(Pointing dataset records)
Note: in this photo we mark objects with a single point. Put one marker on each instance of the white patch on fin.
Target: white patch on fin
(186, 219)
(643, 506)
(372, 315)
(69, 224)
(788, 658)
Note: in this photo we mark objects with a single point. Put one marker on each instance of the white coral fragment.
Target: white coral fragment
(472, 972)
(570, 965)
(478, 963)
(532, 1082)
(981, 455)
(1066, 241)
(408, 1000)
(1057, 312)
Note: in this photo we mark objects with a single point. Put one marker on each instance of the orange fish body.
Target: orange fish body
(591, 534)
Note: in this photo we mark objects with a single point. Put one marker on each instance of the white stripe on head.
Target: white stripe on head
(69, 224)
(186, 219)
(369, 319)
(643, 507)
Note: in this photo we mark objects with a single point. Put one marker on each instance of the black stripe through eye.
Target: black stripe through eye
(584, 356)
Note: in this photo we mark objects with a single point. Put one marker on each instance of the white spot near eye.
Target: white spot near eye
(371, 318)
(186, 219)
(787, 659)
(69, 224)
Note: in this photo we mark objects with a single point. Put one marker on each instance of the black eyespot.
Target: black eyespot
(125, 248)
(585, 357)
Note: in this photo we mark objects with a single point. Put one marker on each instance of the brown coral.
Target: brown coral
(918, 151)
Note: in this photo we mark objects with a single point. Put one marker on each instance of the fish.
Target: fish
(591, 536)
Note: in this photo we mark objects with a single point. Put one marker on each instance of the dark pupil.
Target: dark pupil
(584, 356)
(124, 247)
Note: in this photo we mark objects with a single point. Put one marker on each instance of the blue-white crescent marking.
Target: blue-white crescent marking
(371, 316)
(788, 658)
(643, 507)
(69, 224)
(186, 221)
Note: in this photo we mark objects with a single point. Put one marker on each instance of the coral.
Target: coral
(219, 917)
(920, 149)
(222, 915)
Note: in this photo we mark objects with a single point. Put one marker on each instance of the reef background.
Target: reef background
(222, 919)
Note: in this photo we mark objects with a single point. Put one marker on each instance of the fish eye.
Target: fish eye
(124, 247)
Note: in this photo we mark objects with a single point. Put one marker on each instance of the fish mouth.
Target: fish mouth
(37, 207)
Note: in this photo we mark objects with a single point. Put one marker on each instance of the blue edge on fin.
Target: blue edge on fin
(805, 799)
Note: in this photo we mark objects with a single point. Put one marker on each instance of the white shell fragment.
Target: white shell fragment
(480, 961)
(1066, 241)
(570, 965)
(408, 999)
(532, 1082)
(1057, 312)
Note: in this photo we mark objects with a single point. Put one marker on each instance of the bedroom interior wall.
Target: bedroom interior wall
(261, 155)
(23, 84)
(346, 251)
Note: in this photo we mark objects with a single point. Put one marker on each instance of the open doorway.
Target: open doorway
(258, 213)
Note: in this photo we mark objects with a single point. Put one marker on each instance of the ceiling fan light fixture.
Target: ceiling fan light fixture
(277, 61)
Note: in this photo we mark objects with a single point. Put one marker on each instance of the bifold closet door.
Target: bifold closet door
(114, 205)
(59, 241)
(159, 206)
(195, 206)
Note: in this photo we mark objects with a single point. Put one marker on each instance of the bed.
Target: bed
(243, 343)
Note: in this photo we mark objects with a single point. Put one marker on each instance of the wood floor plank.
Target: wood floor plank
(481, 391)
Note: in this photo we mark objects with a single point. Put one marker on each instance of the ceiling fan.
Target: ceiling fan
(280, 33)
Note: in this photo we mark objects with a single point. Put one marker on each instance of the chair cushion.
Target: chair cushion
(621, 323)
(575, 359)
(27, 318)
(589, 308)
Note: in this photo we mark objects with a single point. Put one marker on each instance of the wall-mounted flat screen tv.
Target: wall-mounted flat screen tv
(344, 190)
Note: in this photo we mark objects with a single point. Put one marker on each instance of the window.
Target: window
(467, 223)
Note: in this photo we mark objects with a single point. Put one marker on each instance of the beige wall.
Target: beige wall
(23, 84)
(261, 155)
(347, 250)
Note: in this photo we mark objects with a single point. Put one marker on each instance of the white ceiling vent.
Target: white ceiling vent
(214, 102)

#### Task description:
Output all of the data above verbatim, line for line, without changing anything.

#### Task answer:
Note: in this photo we mark objects with a single point. Put one marker on each instance of the white patch on fin.
Target: white patch on fin
(186, 219)
(643, 506)
(372, 315)
(69, 224)
(788, 658)
Note: in this photo we mark objects with a single point. Put one marker on each instance of the white coral fragment.
Target: white coral fragment
(472, 972)
(570, 965)
(478, 963)
(532, 1082)
(981, 455)
(1066, 241)
(408, 1000)
(1057, 312)
Note: in this photo we mark objects with a single point. Put one marker on each instance of the orange fish body.
Target: orange fish body
(591, 534)
Note: in this photo we mark objects with a single point. Put one marker on each instance of the white stripe on head.
Target: white stripe on head
(69, 224)
(186, 219)
(369, 319)
(643, 507)
Note: in this photo we mark objects with a single point. Put one marker on each instance of the black stripe through eye.
Target: black stripe through eye
(584, 356)
Note: in this photo we mark objects with a single point. Put one marker on each instance of the white spot near eye.
Target: white spot near eye
(371, 318)
(186, 219)
(787, 659)
(69, 224)
Note: in this photo we mark objects with a single point. Put one marker on each instance of the black eyespot.
Target: black eyespot
(125, 248)
(585, 357)
Note: in this photo we mark objects with a single point. Put one marker on each instance of the brown coral.
Target: brown coral
(918, 151)
Note: in this photo we mark objects with a single point. Put one marker on each instance of the fish.
Target: fish
(591, 536)
Note: in this photo we mark objects with a single point. Put one marker on each instance of the dark pupil.
Target: dark pupil
(584, 356)
(124, 247)
Note: in this photo we mark objects with a single point. Put one marker on each instance of the blue-white crescent marking.
Target: blue-white crescent marking
(371, 316)
(788, 658)
(643, 507)
(69, 224)
(186, 221)
Note: in this photo we mark objects with a single point. Put one marker on each instance of the coral.
Target: coral
(219, 917)
(920, 149)
(222, 915)
Note: in this photo we mark objects with a single point. Put one marker on each instance of the reef background.
Target: reef background
(222, 919)
Note: in this photo we mark objects with a single point. Put one marker on each instance of the fish eye.
Target: fish eye
(124, 247)
Note: in this photo we mark objects with a single point. Put one marker on each instance of the fish mouth.
Target: fish mouth
(37, 207)
Note: in this photo we mark objects with a single point. Put one marker on each instance of the blue edge on fin.
Target: blue edge on fin
(805, 799)
Note: in this photo we mark objects with a single point. Put one marker on each instance of the white shell fragment.
Target: white shell fragment
(480, 961)
(1066, 241)
(570, 965)
(408, 999)
(532, 1082)
(1057, 312)
Note: in this photo we mark objects with a single point. Put one marker on each instance of the bedroom interior wall.
Target: bedroom interior wall
(261, 155)
(23, 84)
(346, 251)
Note: in this photo we mark objects with a single point. Put one marker on each instance of the open doorway.
Target: open doorway
(258, 213)
Note: in this photo we mark objects with a single point. Put one marker on each instance of the ceiling fan light fixture.
Target: ceiling fan light fixture
(277, 61)
Note: in this photo we mark objects with a single point. Put one marker on each instance of the bifold closet door.
Target: bifold closet door
(114, 205)
(59, 241)
(159, 206)
(195, 206)
Note: in this photo we mark objects with a single point. Put one marker on each instance of the bed.
Target: bed
(243, 343)
Note: in this photo we mark objects with a single point. Put one marker on each instance of the wood floor plank.
Target: wood floor plank
(481, 391)
Note: in this photo we mark objects with a single point. Put one marker on each instance of the ceiling fan.
Target: ceiling fan
(280, 33)
Note: in this photo we mark objects with a single point. Put one marker on each instance of the chair cushion.
Target: chair cushion
(621, 323)
(575, 359)
(27, 318)
(589, 308)
Note: in this photo we mark objects with a single point. Put one marker on each instance of the wall-mounted flat screen tv.
Target: wall-mounted flat screen tv
(344, 190)
Note: in this photo we mark objects with a single point. Put one marker on each instance of the window.
Target: window
(467, 223)
Note: in this photo we mark objects with a single point. Put one marker on each instance of the beige wall.
Target: beige wall
(23, 84)
(261, 155)
(347, 250)
Note: in this photo we mark objects with a single point. Put one marker on each instance of the white ceiling vent.
Target: white ceiling vent
(214, 102)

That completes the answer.